Go over the lines below, and when one contains the word "hair", copy it.
-=-=-
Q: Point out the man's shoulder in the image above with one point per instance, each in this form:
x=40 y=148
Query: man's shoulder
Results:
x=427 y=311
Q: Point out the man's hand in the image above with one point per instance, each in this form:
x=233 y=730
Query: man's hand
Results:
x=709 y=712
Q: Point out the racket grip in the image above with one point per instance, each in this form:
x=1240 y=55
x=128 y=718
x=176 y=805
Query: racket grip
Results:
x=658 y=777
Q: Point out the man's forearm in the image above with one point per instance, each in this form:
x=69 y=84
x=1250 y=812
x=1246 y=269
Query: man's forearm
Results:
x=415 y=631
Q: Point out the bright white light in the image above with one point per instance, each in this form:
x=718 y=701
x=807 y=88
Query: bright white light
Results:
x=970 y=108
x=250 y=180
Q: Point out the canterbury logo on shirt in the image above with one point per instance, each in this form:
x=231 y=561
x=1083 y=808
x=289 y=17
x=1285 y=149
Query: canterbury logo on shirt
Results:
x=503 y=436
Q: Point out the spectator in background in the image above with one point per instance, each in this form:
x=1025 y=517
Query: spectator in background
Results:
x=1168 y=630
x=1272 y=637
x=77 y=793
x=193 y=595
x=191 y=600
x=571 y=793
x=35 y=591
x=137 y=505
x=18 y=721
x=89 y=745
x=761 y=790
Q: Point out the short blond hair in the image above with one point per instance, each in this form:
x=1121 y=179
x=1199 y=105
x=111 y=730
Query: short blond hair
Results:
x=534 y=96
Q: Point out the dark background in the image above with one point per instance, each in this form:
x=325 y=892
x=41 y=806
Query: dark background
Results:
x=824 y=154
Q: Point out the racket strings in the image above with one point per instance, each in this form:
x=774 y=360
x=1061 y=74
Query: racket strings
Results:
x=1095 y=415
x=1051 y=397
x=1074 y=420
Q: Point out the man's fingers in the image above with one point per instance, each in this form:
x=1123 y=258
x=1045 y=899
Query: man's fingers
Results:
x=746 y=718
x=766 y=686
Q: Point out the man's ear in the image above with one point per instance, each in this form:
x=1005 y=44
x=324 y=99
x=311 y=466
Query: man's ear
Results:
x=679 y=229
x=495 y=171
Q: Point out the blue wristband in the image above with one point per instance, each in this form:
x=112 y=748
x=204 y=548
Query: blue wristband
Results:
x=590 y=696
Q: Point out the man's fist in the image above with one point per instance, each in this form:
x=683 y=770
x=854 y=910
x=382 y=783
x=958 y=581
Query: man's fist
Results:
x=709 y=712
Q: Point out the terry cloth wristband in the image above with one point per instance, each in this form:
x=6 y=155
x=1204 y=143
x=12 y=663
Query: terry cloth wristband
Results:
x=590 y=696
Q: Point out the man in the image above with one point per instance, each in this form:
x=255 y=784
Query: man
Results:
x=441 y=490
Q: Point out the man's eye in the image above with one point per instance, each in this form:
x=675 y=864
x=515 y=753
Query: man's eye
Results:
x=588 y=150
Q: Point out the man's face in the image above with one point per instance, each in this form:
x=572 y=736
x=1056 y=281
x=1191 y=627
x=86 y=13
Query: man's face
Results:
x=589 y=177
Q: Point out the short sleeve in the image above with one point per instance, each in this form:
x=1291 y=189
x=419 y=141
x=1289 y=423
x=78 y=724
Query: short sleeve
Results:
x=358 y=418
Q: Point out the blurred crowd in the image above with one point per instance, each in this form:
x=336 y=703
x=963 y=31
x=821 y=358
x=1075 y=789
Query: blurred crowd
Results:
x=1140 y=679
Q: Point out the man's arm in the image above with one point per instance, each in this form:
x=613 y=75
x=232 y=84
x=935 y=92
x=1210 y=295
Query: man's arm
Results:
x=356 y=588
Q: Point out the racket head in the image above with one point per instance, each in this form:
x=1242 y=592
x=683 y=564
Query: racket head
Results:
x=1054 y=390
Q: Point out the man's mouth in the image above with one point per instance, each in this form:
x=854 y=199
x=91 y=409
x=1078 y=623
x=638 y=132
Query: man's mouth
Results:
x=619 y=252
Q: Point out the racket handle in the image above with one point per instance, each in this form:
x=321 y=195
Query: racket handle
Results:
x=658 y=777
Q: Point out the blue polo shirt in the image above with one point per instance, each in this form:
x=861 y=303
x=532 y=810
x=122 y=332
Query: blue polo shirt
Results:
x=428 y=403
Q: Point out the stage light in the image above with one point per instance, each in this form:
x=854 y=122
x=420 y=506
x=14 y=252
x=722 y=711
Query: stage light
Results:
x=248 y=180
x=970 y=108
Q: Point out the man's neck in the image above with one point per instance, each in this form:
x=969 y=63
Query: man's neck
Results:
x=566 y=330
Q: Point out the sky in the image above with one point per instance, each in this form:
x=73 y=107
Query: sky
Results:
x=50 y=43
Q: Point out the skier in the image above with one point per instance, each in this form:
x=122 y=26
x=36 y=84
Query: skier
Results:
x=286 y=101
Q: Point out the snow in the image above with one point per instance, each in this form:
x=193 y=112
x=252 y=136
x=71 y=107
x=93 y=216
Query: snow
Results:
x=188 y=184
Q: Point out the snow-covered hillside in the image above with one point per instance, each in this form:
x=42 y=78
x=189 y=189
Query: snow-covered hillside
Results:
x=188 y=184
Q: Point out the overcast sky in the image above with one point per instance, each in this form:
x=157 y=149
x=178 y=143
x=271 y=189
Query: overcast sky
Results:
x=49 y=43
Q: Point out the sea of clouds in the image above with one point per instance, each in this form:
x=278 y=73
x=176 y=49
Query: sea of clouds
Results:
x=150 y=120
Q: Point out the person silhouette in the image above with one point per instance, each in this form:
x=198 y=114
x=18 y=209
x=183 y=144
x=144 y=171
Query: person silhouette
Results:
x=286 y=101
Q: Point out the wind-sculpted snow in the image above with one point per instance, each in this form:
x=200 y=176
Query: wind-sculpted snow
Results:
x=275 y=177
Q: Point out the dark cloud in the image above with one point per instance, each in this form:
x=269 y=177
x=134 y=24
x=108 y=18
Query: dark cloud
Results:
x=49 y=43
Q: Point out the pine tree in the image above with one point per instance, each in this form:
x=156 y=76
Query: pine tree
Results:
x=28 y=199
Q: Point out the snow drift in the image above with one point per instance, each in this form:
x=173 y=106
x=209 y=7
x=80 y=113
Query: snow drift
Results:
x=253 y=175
-=-=-
◆ **Worked solution**:
Q: Point out the short blond hair in the image above with one point per instance, each in this form:
Query: short blond hair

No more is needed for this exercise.